▶ YOUR GOAL
Drop every picture and give the entries back exactly.
════
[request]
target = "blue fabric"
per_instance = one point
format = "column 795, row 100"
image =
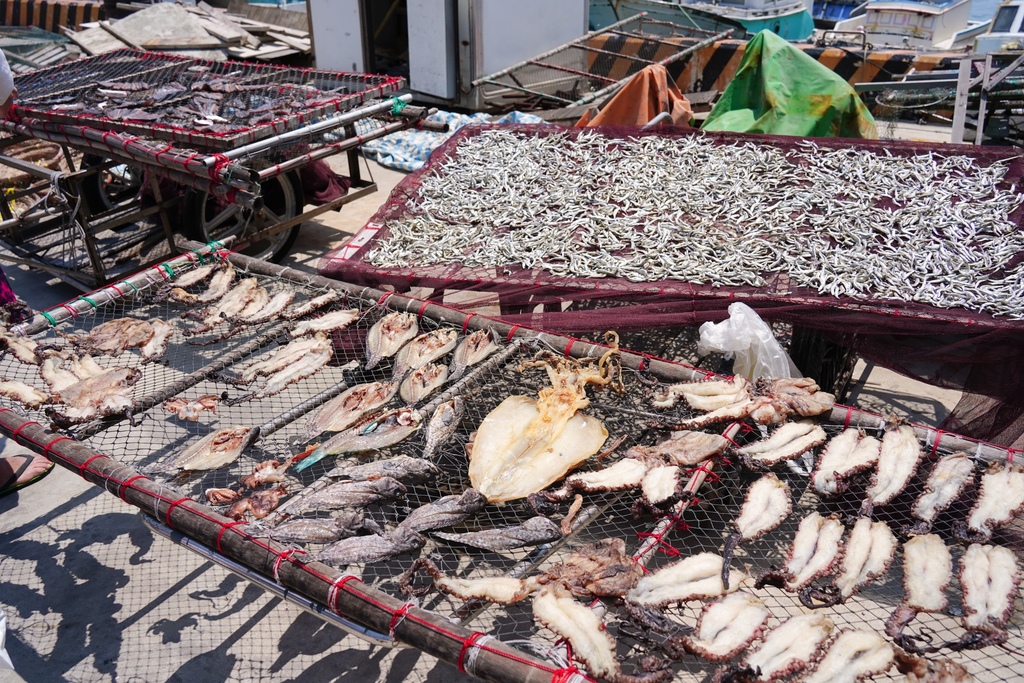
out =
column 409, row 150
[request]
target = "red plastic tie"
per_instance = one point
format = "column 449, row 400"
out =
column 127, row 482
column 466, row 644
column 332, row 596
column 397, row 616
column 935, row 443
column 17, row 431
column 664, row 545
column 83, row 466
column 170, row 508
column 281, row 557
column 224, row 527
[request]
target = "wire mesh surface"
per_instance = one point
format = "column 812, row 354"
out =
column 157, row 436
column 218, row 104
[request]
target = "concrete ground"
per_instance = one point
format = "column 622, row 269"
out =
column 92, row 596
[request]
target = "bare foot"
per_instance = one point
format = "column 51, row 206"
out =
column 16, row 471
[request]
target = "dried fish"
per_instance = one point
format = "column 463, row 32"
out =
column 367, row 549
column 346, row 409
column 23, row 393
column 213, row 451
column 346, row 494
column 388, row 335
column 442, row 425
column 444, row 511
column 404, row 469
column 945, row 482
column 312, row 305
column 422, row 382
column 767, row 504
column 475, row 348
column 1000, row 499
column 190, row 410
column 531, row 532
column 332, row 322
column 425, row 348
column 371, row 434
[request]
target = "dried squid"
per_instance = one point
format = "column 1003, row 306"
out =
════
▶ COMPLETED TASK
[request]
target = "blue fabric"
per_instance = one point
format = "column 795, row 100"
image =
out =
column 409, row 150
[request]
target = "red plastic tie"
per_instance = one point
format = "column 449, row 400"
out =
column 127, row 482
column 466, row 644
column 332, row 596
column 397, row 616
column 935, row 443
column 17, row 431
column 664, row 545
column 83, row 466
column 170, row 508
column 281, row 557
column 224, row 527
[request]
target = "wire mesh surface"
per_instance = one point
format = "column 812, row 354"
out =
column 157, row 436
column 218, row 104
[request]
target = "concrete ground"
per_instance = one point
format = "column 622, row 269"
out =
column 92, row 596
[request]
target = "bare foot"
per_instance = one point
format = "column 51, row 206"
out =
column 16, row 471
[request]
target = "dried fish"
per_instance = one point
format = "column 463, row 32"
out =
column 367, row 549
column 346, row 409
column 23, row 393
column 213, row 451
column 346, row 494
column 388, row 335
column 442, row 425
column 444, row 511
column 404, row 469
column 945, row 482
column 312, row 305
column 422, row 382
column 767, row 504
column 475, row 348
column 1000, row 499
column 190, row 410
column 531, row 532
column 332, row 322
column 425, row 348
column 371, row 434
[request]
target = "dried squid"
per_instance = one point
format = "column 1003, row 306"
out =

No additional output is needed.